== Your assignment ==
Transcribe the passage of the text below about the film Society between "Some of this" and "the effects sequences.", inclusive, copying it word for word.

== Reading text ==
Society’s villains make their case plainly and vulgarly, but their argument is the same as the one championed by our real-world upper classes under the catchy, pseudo-intellectual term “Reaganomics”: by rewarding the rich, they claim, those who knew how to spend would spend wisely, letting benefits and money sprinkle down on the middle-class and even the poor. All they needed was the physical and emotional labor of the lower classes to keep things running. 

The shunting scene powerfully combines visual metaphor with social critique, evocative enough to rival agitprop classics like Louis Buñel’s The Exterminating Angel or Marco Ferreri’s La Grande Bouffe. It shows in vivid, viscous detail the rich gleefully sucking away the life and flesh of the poor. 

Well, sort of. 

As the shunting begins, Dr. Cleveland tells Bill, “You’re a different race than us, a different species, a different class.” While Yuzna’s shot-reverse shot of the doctor staring down at Bill supports Cleaveland’s claim, it cannot erase what viewers can see with their own eyes: metaphor aside, Warlock—a handsome white Baywatch star—is certainly not a different race than Cleveland or the other privileged people in society. (A few non-white people are visible in the non-shunting seen, but only white people get speaking lines or clear close-up shots).

Metaphor aside, Warlock—a handsome white Baywatch star—is certainly not a different race than Cleveland or the other privileged people in society.

Nor is he separate from his adopted family in any material sense. Throughout the movie, we see Bill drive around in his new Jeep (complete with the vanity plate “HOOPS”), run for student body president at the private and upscale Beverly Hills Academy, and romance other rich, attractive people. Sure, he complains about feeling disconnected from his family and mocks his girlfriend’s social climbing, but he never gives up his material possessions, or even talks to anyone from an actual different class. 

Some of this may be a byproduct of Society’s focused narrative, which devotes nearly 1/3 of its runtime to the shunting scene. The movie is all about getting to that moment, which makes sense—Yuzna prefers to take a surrealist approach, building the movie’s plot out of the effects sequences.

== Given data ==
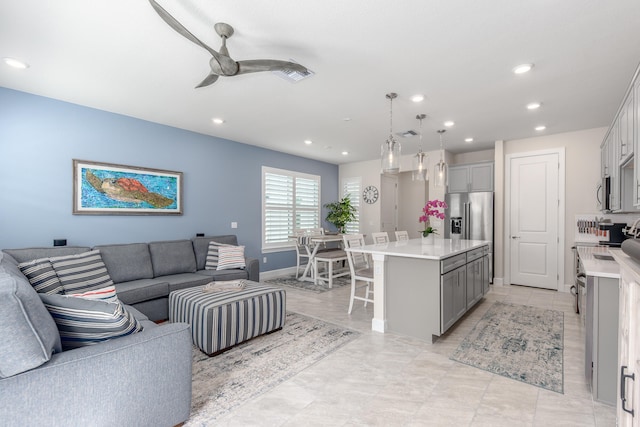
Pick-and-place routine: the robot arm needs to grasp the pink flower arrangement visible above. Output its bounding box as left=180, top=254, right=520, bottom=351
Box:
left=418, top=199, right=448, bottom=237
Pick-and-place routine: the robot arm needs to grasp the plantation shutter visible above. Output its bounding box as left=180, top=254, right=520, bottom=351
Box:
left=262, top=167, right=320, bottom=249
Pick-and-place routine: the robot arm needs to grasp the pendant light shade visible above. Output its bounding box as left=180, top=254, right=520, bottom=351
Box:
left=412, top=114, right=429, bottom=181
left=381, top=93, right=400, bottom=175
left=433, top=129, right=447, bottom=187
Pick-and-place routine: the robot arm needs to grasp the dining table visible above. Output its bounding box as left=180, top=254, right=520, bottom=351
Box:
left=289, top=234, right=342, bottom=282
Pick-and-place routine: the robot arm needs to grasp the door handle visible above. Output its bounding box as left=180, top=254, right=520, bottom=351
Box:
left=620, top=366, right=636, bottom=417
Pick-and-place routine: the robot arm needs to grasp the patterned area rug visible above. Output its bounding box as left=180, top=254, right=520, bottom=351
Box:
left=185, top=312, right=360, bottom=426
left=451, top=302, right=564, bottom=393
left=262, top=275, right=351, bottom=293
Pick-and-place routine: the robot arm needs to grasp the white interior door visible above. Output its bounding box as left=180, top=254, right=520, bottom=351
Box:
left=380, top=175, right=398, bottom=236
left=507, top=153, right=560, bottom=290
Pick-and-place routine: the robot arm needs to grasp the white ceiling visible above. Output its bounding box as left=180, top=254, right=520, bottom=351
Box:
left=0, top=0, right=640, bottom=164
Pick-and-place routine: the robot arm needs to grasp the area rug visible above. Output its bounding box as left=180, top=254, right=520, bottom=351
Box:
left=185, top=312, right=360, bottom=426
left=263, top=275, right=351, bottom=294
left=450, top=302, right=564, bottom=393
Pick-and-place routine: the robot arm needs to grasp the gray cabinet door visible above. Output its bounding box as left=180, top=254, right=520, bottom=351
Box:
left=440, top=265, right=467, bottom=333
left=466, top=258, right=483, bottom=310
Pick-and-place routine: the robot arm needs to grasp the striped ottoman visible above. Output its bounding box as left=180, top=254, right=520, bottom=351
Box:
left=169, top=282, right=286, bottom=356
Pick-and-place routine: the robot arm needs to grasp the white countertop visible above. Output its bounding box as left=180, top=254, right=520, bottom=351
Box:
left=578, top=246, right=620, bottom=279
left=345, top=238, right=490, bottom=264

== Solution to this problem ==
Some of this may be a byproduct of Society’s focused narrative, which devotes nearly 1/3 of its runtime to the shunting scene. The movie is all about getting to that moment, which makes sense—Yuzna prefers to take a surrealist approach, building the movie’s plot out of the effects sequences.